----- Input material
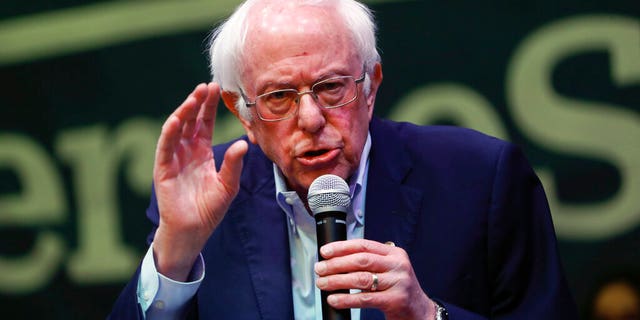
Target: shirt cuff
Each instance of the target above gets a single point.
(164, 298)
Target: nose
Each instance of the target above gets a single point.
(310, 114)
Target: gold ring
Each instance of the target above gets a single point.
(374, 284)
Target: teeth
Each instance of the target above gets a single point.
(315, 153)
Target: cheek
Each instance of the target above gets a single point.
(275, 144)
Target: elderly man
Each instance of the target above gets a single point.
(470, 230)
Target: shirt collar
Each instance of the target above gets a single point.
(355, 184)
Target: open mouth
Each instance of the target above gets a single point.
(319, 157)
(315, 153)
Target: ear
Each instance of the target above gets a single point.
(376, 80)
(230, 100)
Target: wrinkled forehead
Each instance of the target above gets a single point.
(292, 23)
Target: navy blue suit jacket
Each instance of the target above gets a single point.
----------
----- Input material
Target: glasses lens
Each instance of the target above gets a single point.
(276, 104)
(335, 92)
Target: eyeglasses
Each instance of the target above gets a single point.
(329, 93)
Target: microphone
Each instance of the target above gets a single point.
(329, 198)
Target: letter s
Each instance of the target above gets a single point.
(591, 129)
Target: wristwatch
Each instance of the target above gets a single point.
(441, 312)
----------
----- Input material
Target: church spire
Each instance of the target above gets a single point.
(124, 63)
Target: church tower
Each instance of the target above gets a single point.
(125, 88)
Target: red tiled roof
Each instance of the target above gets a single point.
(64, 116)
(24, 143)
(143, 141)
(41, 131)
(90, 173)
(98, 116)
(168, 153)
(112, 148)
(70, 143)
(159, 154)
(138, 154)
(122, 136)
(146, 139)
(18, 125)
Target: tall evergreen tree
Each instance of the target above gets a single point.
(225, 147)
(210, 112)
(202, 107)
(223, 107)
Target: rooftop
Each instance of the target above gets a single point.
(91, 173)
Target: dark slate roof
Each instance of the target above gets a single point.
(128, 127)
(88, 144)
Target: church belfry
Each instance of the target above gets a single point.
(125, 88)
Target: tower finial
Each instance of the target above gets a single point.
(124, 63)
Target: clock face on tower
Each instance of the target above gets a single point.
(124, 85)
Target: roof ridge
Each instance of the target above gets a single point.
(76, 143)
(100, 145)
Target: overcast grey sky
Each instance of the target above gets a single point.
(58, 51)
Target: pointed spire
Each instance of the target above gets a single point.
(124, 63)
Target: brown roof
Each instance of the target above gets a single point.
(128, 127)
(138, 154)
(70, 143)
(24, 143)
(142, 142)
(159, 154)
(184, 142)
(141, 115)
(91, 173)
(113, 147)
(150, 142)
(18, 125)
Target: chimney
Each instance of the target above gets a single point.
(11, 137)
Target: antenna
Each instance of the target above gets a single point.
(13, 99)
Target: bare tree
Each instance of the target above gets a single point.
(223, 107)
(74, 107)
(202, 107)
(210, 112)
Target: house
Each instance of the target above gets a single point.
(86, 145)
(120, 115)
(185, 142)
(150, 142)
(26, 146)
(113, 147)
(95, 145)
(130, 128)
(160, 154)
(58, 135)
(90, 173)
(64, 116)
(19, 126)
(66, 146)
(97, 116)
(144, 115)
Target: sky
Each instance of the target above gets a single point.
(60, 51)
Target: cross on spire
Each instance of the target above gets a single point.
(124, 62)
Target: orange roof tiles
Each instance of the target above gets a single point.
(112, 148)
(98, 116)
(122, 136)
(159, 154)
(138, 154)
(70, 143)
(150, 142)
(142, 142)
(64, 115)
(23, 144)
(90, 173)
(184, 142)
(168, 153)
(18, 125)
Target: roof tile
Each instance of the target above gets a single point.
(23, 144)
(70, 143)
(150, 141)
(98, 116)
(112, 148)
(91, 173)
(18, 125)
----------
§ Task brief: Find every line in the lines above that contains the string "shirt", and copy each one. Case matters.

§ Task answer:
Target: shirt cuff
Target: shirt collar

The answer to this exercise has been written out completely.